** Opening SUPPLIED DATA block **

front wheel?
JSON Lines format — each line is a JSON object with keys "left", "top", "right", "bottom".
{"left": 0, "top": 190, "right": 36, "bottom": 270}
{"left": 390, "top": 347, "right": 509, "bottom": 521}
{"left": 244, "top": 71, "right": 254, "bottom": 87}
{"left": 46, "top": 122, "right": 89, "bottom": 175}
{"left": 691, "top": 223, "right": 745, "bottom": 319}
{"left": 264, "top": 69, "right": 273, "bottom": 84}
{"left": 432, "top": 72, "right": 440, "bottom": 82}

** Closing SUPPLIED DATA block **

[PROBLEM DESCRIPTION]: Every entry above should be returned exactly as written.

[SOLUTION FOR THIS TASK]:
front wheel?
JSON Lines format — each line is a JSON object with keys "left", "top", "right", "bottom".
{"left": 0, "top": 190, "right": 36, "bottom": 270}
{"left": 390, "top": 347, "right": 509, "bottom": 521}
{"left": 244, "top": 71, "right": 254, "bottom": 87}
{"left": 46, "top": 122, "right": 89, "bottom": 175}
{"left": 691, "top": 223, "right": 745, "bottom": 319}
{"left": 264, "top": 69, "right": 273, "bottom": 84}
{"left": 432, "top": 72, "right": 440, "bottom": 82}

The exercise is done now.